STORED RECORDS:

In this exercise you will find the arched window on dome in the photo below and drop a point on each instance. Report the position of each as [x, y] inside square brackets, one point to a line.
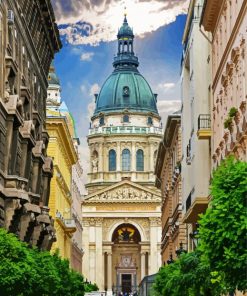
[139, 160]
[155, 158]
[126, 160]
[150, 121]
[126, 118]
[101, 121]
[112, 160]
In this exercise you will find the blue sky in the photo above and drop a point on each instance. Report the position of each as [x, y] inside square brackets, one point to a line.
[85, 61]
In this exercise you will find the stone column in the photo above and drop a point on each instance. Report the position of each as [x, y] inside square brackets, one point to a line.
[118, 157]
[155, 223]
[143, 264]
[109, 274]
[133, 157]
[85, 246]
[101, 161]
[99, 274]
[151, 163]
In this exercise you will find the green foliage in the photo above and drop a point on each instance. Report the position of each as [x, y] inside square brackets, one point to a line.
[26, 271]
[228, 122]
[188, 276]
[223, 228]
[233, 111]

WHAT THE TASK REQUIRES:
Turn every line of the listing above into a numbered list, skipping any blank lines. Leave the picture out of your answer.

EXPECTED OUTPUT:
1. In this exercise you will find the arched window on dome in the photo below and drop a point on each instance. Report the position of each as [x, y] inside square brackets, one point to a line.
2. [139, 160]
3. [155, 158]
4. [126, 160]
5. [150, 121]
6. [126, 118]
7. [101, 121]
8. [112, 160]
9. In this exercise you will find the blue sky in the photo above and drop a point on each instance. Report the position of each as [x, y] inside square brackets, one point to a line.
10. [85, 61]
11. In this exercise you will find the stone column in the photo above and drop a point on each instance. Report the position of each as [x, y] inside square brackets, one point to a line.
12. [118, 157]
13. [155, 223]
14. [143, 264]
15. [109, 274]
16. [133, 157]
17. [85, 246]
18. [101, 161]
19. [99, 274]
20. [151, 163]
21. In this exercise you will find the green foliage in the photo above and drop a point on each instance. Report the position of each as [x, y] inside square brackets, one point to a line.
22. [26, 271]
23. [228, 122]
24. [188, 276]
25. [223, 228]
26. [233, 111]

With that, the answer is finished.